**THE PROBLEM**
Please print exactly the lines running from the one that contains "Note to the class: identify the butterfly" to the end of the data, with both lines included.

───── DATA

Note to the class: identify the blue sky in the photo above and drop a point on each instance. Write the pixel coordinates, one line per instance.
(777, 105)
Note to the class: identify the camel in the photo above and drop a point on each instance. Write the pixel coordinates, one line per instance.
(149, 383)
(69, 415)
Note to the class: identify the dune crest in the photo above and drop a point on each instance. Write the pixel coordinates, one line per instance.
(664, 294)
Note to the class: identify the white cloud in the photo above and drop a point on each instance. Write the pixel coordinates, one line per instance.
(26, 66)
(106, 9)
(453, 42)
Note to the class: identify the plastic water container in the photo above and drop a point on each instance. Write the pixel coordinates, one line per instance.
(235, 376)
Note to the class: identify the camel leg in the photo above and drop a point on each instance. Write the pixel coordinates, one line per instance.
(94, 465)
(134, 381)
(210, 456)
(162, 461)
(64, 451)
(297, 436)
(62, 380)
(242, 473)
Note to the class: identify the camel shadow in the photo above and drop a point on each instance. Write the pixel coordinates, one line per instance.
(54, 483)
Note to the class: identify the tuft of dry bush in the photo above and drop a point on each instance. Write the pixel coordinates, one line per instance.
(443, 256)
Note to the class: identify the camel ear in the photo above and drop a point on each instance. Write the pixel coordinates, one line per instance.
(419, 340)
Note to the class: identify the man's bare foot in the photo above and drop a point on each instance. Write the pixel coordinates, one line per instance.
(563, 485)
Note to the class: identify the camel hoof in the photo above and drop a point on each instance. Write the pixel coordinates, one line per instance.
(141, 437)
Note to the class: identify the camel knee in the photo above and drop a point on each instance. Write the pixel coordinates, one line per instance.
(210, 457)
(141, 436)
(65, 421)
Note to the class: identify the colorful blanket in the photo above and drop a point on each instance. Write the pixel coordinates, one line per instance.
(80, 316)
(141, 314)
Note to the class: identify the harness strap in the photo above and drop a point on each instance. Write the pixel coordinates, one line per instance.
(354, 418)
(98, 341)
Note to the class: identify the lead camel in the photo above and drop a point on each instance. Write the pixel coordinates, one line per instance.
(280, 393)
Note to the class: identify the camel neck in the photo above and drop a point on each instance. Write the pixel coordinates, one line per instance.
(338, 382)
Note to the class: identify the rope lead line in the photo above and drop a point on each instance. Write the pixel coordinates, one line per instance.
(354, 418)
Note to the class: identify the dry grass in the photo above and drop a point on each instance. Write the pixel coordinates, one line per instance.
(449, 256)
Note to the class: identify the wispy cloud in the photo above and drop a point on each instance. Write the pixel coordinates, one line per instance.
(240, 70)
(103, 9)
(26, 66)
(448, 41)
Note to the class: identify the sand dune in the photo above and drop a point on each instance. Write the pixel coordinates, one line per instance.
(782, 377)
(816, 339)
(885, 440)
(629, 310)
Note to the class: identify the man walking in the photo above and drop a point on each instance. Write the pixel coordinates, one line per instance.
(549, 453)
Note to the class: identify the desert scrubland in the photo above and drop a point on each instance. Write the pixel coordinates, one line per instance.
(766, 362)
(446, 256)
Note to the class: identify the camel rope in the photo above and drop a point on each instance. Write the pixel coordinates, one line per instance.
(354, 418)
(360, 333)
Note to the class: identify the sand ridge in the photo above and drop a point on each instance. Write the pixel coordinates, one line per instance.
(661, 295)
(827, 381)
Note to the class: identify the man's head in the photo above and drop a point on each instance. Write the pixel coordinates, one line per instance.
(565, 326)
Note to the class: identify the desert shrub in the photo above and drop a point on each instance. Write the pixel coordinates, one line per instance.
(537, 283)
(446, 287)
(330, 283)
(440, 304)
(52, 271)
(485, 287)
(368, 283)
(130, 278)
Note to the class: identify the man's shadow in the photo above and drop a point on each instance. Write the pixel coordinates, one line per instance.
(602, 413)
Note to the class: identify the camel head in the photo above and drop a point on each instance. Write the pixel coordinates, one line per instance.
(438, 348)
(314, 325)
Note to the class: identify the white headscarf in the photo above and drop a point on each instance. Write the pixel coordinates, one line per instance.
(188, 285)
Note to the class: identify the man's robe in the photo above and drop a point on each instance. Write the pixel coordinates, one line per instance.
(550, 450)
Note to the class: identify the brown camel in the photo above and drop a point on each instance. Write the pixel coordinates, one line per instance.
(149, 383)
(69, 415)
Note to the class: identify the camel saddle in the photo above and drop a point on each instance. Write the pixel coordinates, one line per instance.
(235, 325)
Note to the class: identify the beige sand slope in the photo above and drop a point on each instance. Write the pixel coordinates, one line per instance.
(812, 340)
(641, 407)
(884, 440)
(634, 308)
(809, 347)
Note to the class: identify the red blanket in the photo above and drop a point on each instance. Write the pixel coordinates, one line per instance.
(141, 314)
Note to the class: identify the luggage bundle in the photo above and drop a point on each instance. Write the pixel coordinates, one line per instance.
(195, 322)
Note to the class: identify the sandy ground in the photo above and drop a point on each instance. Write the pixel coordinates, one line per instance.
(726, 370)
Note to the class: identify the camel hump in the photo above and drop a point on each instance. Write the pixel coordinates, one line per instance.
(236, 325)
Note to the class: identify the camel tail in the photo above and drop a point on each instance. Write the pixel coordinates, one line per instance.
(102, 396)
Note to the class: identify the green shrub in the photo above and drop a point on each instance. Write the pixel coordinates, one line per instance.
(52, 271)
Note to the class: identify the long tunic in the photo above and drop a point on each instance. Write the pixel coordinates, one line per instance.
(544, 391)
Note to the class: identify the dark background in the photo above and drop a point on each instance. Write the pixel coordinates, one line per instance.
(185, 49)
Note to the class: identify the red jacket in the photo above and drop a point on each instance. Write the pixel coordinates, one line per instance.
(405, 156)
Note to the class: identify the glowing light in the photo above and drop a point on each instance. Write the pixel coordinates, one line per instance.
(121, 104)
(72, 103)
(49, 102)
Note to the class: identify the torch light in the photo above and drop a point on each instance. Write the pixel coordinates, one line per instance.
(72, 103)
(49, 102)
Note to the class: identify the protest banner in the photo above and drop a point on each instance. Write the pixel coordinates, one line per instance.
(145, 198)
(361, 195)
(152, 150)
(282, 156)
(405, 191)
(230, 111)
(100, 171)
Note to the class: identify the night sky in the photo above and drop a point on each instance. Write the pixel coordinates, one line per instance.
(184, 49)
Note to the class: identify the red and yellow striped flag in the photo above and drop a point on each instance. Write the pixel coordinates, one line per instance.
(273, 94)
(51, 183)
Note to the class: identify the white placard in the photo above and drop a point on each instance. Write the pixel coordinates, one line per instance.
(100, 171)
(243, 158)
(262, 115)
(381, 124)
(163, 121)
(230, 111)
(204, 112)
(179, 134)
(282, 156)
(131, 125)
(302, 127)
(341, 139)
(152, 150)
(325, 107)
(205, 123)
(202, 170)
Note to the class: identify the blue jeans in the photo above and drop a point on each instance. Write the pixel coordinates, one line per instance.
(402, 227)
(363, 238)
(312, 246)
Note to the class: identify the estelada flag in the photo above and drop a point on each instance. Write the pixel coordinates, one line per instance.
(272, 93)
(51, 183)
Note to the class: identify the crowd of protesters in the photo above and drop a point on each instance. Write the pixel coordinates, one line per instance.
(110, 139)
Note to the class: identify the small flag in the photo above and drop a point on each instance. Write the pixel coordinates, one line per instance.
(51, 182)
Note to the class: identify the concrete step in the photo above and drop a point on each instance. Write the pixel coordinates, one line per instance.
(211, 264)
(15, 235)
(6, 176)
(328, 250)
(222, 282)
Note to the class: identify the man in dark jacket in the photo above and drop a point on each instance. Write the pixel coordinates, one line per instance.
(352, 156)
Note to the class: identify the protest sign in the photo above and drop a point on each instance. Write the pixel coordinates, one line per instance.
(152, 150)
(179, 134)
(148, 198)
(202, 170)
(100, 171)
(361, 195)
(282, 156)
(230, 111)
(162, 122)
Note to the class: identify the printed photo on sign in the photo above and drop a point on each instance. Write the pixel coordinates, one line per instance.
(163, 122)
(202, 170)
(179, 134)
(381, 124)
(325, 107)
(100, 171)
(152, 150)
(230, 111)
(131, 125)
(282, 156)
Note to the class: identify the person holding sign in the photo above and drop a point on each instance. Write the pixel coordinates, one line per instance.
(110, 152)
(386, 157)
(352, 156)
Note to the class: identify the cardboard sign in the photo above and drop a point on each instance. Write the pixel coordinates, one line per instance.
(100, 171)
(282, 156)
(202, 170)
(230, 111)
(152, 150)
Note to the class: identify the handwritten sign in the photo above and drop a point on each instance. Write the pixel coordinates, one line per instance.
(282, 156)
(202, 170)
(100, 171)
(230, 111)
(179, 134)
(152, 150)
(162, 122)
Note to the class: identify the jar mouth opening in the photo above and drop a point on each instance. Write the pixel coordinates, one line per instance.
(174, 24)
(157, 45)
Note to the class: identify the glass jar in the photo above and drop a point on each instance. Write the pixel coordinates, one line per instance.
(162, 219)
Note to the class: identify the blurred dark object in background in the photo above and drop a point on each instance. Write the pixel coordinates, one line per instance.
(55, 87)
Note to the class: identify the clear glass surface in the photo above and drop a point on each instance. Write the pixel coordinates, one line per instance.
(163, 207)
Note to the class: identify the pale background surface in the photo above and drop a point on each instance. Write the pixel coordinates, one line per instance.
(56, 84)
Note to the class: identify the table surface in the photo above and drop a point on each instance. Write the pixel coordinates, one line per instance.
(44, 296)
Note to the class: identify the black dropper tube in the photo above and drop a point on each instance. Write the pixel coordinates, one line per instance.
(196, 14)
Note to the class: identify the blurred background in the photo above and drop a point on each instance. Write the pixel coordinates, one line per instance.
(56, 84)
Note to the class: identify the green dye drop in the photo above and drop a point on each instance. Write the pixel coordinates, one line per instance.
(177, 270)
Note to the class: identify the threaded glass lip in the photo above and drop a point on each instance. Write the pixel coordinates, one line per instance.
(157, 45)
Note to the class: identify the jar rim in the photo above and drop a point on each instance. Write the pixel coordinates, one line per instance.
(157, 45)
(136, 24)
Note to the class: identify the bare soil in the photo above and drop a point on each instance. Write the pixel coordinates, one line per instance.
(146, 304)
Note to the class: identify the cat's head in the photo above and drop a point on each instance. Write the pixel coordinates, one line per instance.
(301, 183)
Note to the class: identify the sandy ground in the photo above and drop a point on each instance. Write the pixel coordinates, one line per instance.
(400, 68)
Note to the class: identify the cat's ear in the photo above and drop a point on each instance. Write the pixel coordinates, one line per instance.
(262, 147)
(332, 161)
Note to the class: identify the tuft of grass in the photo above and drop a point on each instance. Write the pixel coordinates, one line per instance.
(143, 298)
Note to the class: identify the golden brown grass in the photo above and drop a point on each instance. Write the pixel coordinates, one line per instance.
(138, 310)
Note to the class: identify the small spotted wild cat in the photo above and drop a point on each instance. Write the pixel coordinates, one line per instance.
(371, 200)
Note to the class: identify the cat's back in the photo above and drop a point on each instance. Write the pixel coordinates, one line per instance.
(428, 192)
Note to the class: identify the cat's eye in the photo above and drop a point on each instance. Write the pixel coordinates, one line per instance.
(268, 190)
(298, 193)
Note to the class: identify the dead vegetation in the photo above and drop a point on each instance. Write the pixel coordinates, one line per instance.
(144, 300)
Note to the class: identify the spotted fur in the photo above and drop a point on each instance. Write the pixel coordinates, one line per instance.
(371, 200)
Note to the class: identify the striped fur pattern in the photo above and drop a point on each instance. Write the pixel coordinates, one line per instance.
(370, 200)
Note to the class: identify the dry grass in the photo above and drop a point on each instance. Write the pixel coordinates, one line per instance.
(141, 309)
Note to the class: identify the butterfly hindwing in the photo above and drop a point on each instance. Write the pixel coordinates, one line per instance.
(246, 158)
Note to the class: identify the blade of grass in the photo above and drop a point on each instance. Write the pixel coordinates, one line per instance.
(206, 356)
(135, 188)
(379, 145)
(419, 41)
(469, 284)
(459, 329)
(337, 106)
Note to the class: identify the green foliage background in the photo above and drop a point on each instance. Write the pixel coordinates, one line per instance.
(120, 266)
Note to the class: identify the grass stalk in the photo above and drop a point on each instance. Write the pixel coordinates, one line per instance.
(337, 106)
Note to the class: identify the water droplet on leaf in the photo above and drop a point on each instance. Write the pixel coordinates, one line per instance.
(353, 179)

──────────

**THE OUTPUT**
Note to the class: identify the butterfly hindwing in the photo above and drop a point on each instance. Write the pixel coordinates, one line per instance.
(246, 158)
Note to the class: identify the blade of grass in the photo above and drop a point on each instance. Write the pixel coordinates, one line per instance.
(206, 356)
(135, 188)
(379, 145)
(419, 41)
(469, 284)
(459, 329)
(337, 106)
Note to the class: identify the green foliage background in the photo above and drop a point on each instance. Write the pixel coordinates, one line per instance.
(120, 266)
Note to the class: identify the grass stalk in the photo above and drop a point on each instance. Write the pixel coordinates, one line per instance.
(337, 106)
Note to the class: identify the water droplet on leaf in the photo above and drop a point on each instance. Write the pixel coordinates, one line per instance.
(353, 179)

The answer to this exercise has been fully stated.